[Natural language region descriptions]
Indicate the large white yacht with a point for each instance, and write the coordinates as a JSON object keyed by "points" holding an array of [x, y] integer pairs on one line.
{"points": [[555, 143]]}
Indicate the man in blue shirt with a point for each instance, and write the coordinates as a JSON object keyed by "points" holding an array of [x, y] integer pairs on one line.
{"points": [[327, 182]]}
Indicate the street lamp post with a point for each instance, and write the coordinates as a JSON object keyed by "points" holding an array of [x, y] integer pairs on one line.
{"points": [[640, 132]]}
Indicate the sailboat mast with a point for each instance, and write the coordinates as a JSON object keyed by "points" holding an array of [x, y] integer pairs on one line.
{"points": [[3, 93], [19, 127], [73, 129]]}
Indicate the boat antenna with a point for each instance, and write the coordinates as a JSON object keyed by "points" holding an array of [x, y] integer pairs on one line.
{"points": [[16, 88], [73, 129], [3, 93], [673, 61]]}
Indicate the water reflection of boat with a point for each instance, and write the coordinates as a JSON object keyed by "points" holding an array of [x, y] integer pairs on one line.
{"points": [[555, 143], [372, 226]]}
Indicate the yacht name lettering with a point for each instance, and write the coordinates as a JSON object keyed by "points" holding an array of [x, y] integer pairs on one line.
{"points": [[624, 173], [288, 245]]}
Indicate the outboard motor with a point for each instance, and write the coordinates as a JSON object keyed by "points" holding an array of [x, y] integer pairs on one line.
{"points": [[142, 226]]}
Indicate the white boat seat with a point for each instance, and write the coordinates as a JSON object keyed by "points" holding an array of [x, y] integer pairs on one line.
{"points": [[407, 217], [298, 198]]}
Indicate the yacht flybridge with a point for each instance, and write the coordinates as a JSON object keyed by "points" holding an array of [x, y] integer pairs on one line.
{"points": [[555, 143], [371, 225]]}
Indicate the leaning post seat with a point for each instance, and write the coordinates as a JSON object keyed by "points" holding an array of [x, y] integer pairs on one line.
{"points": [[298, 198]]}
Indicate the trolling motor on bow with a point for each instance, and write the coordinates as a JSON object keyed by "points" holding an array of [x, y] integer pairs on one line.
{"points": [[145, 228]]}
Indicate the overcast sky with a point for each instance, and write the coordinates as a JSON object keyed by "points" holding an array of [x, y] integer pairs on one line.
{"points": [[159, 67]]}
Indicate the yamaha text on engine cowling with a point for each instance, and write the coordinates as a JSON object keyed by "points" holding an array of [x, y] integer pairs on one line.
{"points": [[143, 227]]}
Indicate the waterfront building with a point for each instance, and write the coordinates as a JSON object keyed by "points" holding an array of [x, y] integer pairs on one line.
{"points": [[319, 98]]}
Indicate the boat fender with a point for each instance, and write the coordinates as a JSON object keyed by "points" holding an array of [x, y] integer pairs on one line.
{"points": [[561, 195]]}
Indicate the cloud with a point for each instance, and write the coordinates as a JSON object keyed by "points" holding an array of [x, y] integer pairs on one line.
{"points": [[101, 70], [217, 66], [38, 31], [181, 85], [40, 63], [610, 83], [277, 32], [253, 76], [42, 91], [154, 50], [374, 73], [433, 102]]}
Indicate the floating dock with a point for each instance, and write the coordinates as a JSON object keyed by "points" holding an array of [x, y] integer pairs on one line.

• What you are asked to do: Output every record above in full, exactly as it reads.

• Output below:
Indicate the large white yacht with a point for each instance, and write the coordinates as a JSON object keyed by "points" holding an array of [x, y] integer pairs on one line.
{"points": [[555, 143]]}
Indicate the man in blue shirt with a point for each instance, and write the coordinates as a JSON object keyed by "points" holding an array of [x, y] integer pairs on one line.
{"points": [[327, 182]]}
Indicate the street lamp post with a point for each instance, and write the coordinates as a JSON object keyed by "points" holding an array of [x, y] integer pairs on one line.
{"points": [[640, 132]]}
Indicate the sailboat mast with a point for each instance, and write the coordinates as a JSON object keyed by "points" holding an array of [x, y] integer pairs on one line.
{"points": [[3, 93], [19, 127], [73, 129]]}
Indicate the boat antenna with a point for each instance, and write the coordinates as a JSON object keyed by "points" holding an array of [x, y] integer pairs on one line.
{"points": [[16, 88], [73, 129], [3, 93], [673, 61]]}
Indicate the water reflection of boat with a point for each instance, and write the coordinates as a JSON object keyed by "points" holding an array of [x, y] integer pairs on one line.
{"points": [[555, 143], [372, 226]]}
Indicate the yacht name lettering with a point for each instance, and write the coordinates as a JSON object keyed by "points" holding an array of [x, y] integer pairs on one line.
{"points": [[624, 173], [288, 245]]}
Indicate the outboard motor with a point for each instance, and write the coordinates as a JSON object keyed by "points" holding an array of [x, y] integer pairs on one line.
{"points": [[142, 226]]}
Indicate the white boat seat with a point for each instance, and write the coordinates as a JSON object keyed by "points" holding an array of [x, y] integer pairs on one line.
{"points": [[407, 217], [298, 198]]}
Indicate the yacht flybridge with a point for each instance, and write the coordinates as a JSON object keyed by "points" holding an array of [x, y] integer pairs on one line.
{"points": [[555, 143], [371, 225]]}
Indicate the leaning post seat with a point for each instance, and write the coordinates as a JSON object keyed by "points" holding an array of [x, y] integer pairs on one line.
{"points": [[298, 198]]}
Indicate the trolling motor on bow with a point for each instance, and write the coordinates as a JSON object keyed by "points" holding an array of [x, y] integer pairs on one line.
{"points": [[145, 228]]}
Indicate the overcast sky with a point for each instance, and write the coordinates as a JSON object keyed by "points" holding an array of [x, y] integer pairs on one line.
{"points": [[159, 67]]}
Indicate the yamaha text on engine cowling with a point for each instance, and write the coordinates as a JSON object keyed by "points" holding an array of [x, y] integer pairs on one line.
{"points": [[143, 227]]}
Indicate the waterfront building with a point for each instance, and write the coordinates as a JSON object keyed by "points" holding an array of [x, y] integer pairs on one line.
{"points": [[319, 98]]}
Indicate the boat fender with a point for each instance, and write the coordinates as a JSON object keyed by "points" holding an array of [x, y] integer pairs on one line.
{"points": [[561, 195]]}
Indicate the cloud with a point for each instance, and write the coordinates as a JSON object keyed by "points" holding an array of [x, y] integer pairs on one line.
{"points": [[101, 70], [217, 66], [38, 31], [181, 85], [40, 63], [610, 83], [277, 32], [253, 76], [42, 91], [154, 50], [374, 73], [433, 102]]}
Indicate the floating dock with a point for each instance, and write the coordinates as a JSON object keyed by "points" holding an array of [x, y] integer pairs on one line.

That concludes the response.